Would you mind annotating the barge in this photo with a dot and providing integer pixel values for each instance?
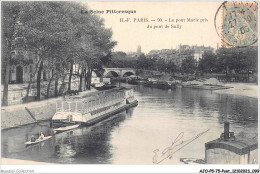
(90, 109)
(231, 149)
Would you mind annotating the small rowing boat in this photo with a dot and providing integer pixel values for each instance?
(66, 128)
(37, 140)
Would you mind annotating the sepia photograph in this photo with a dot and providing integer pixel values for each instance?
(152, 83)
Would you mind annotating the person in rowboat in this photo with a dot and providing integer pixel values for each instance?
(41, 136)
(33, 139)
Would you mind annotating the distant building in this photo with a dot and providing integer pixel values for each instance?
(199, 50)
(178, 55)
(23, 59)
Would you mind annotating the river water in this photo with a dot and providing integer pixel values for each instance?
(133, 136)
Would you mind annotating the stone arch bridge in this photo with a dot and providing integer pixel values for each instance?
(118, 72)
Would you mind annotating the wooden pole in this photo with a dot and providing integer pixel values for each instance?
(226, 131)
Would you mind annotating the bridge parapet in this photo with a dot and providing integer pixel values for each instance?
(119, 72)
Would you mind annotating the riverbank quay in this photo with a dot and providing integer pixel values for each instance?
(241, 89)
(9, 161)
(19, 115)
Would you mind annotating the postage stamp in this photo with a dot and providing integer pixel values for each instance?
(239, 24)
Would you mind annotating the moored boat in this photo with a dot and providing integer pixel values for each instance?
(103, 86)
(66, 128)
(37, 140)
(91, 109)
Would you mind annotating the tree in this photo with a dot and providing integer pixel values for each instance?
(9, 18)
(208, 62)
(188, 65)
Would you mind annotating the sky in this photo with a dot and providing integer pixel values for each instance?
(131, 34)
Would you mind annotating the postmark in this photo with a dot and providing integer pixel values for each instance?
(237, 23)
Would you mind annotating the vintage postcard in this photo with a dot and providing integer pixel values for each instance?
(141, 86)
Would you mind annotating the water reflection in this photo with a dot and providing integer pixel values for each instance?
(130, 137)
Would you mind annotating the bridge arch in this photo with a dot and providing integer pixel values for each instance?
(128, 73)
(111, 74)
(96, 74)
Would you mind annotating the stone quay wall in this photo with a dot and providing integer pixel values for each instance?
(18, 115)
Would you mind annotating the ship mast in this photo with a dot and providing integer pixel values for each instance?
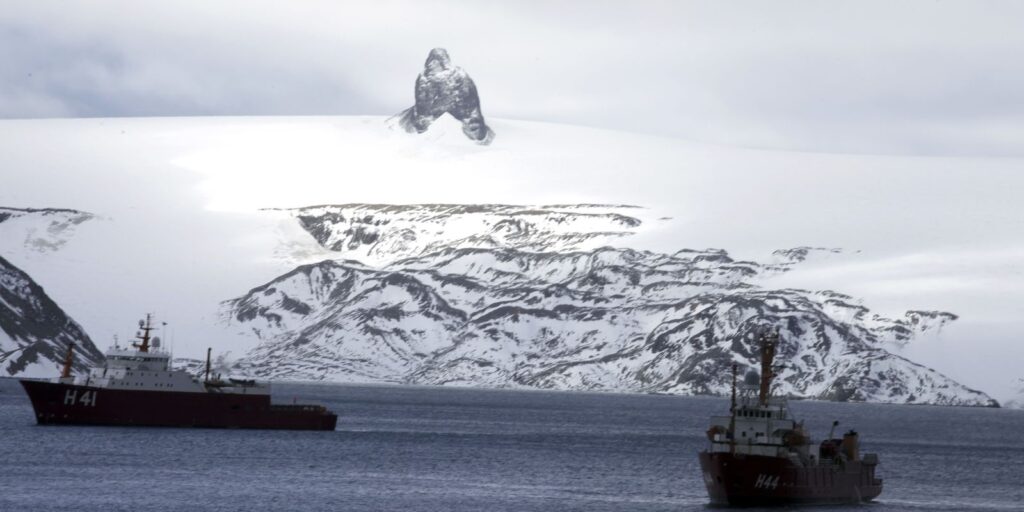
(69, 358)
(144, 346)
(768, 343)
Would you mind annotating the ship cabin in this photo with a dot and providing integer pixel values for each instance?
(755, 429)
(135, 370)
(143, 367)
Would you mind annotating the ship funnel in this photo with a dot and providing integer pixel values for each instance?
(851, 445)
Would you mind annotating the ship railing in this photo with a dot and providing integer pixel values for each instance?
(297, 409)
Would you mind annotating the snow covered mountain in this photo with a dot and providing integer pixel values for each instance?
(599, 318)
(179, 225)
(40, 229)
(382, 233)
(35, 332)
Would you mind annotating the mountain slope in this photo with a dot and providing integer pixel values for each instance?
(605, 318)
(381, 233)
(39, 229)
(35, 332)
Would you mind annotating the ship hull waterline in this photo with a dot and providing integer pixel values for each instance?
(747, 480)
(60, 403)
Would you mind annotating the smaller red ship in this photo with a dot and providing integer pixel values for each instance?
(759, 456)
(137, 387)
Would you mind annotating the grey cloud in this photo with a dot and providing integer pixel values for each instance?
(933, 78)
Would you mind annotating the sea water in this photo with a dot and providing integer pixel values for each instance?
(431, 449)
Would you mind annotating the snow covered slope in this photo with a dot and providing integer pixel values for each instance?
(381, 233)
(40, 229)
(190, 212)
(606, 318)
(35, 332)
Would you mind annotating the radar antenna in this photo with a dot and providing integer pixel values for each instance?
(145, 327)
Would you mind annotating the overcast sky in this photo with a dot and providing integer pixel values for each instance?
(912, 78)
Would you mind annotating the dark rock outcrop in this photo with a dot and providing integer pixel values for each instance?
(443, 88)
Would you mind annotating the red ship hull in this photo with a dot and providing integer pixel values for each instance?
(57, 403)
(745, 480)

========================================

> [Exercise aim] Write out the material above exactly. Skip the pictures.

> [Task result]
Would you mind annotating the barge in this photo with a dot and providing integer pixel values for each instance?
(90, 109)
(231, 149)
Would you mind annotating the small rowing boat in this photo with a dot and providing integer pixel values for each instance?
(66, 128)
(37, 140)
Would you mind annotating the sepia photograph in this photo with a dot and providing integer pixel values for each instance?
(152, 83)
Would you mind annotating the person in rowboat in this photo with a dot and providing integer pixel values for each instance?
(41, 136)
(33, 139)
Would you mind annotating the distant building in this photo with a dot and providing integer pixel values for each instance?
(199, 50)
(178, 55)
(23, 59)
Would you mind annotating the river water in this photo with a dot and providing integer pixel values for each instance?
(133, 136)
Would you mind annotating the stone arch bridge in this photo with a dot and providing integer pixel values for each instance?
(118, 72)
Would you mind annotating the wooden pole in this photo with a dot and providing integer pixel values for each instance?
(226, 131)
Would you mind annotating the bridge parapet in this photo with a dot and providing integer pixel values for each instance?
(119, 72)
Would you mind annotating the riverbank quay in this photo with a dot and providing integer pixel values for each instance?
(241, 89)
(9, 161)
(19, 115)
Would you mind annotating the postage stamp in this photo with a dot and providing integer pixel values for each instance?
(239, 24)
Would you mind annotating the moored boat in this photo with a dot and providing integer pixel values for each instance?
(103, 86)
(66, 128)
(37, 140)
(91, 109)
Would you mind annotating the tree in this photo with a dot and providing integer pixel values for each instance?
(9, 18)
(208, 62)
(188, 65)
Would you mind annotating the sky in this photo with a dot and providing integer pixel values for each instance?
(131, 34)
Would you mind annotating the postmark in this photo with a dot and providing integer pixel values for each instance?
(237, 23)
Would you mind annotating the vintage postcard in this photo with a dot and providing integer pixel values for each instance?
(141, 86)
Would you mind annotating the water reflection in this photo with a dot and providing integer pixel values for each instance?
(130, 137)
Would you mind annotating the bridge arch in this photo with a dot and providing integer pixel values for each instance?
(128, 73)
(111, 74)
(96, 74)
Would you mind annotating the stone quay wall in this photo with a dot and providing integer pixel values for each instance?
(18, 115)
Would you mind annotating the ship mast in this photo with a dot and providing integer pixel values for each instance?
(69, 358)
(144, 346)
(768, 343)
Would you mind annotating the ship cabin in this photo with a dot and providing integer pixel values for each instance?
(755, 429)
(135, 370)
(143, 367)
Would you mind annotating the ship funnel in this photo with a dot and providing integer pixel values for each instance?
(851, 445)
Would you mind annotating the ship railing in this photo with a dot and providing integer pixel values for each instance?
(297, 409)
Would you mind annotating the snow covered mountain in this photo with a dot and providing integer pixel values for each instance?
(599, 318)
(179, 225)
(40, 229)
(382, 233)
(35, 332)
Would you mind annotating the mountain slope in this photo with a dot and providing integer pixel values for each instance?
(605, 318)
(381, 233)
(39, 229)
(35, 332)
Would you mind annotating the ship hull waterline in this photo with a dot and providing integer pixel values for each instance?
(747, 480)
(60, 403)
Would you mind annotating the smaller red ship in this photo with a dot and providing integer pixel values for each instance?
(759, 456)
(137, 387)
Would you mind annotating the grey cloud in this photo with a dot and providing integer pixel values for each instance?
(933, 78)
Would you mind annotating the sea water in this photo with a dot and providing integer pixel values for each instance?
(431, 449)
Would you mind annotating the snow covered slope in this photo with a dot and providing integer pixel values for each instance?
(381, 233)
(40, 229)
(190, 212)
(606, 318)
(35, 332)
Would you mind annotating the radar antenna in this photo with a dot and providing integer pixel values for each instance?
(145, 327)
Would you mind annotating the overcast sky in this photo with a dot and providing integer pixel values for each instance?
(912, 78)
Would you mind annotating the dark rock outcrop in this photo with a dot and providing integer pixel values for each instance?
(443, 88)
Would you mind annotating the red ship hull in this photo with a dot and providing integer pixel values for each instance?
(57, 403)
(745, 480)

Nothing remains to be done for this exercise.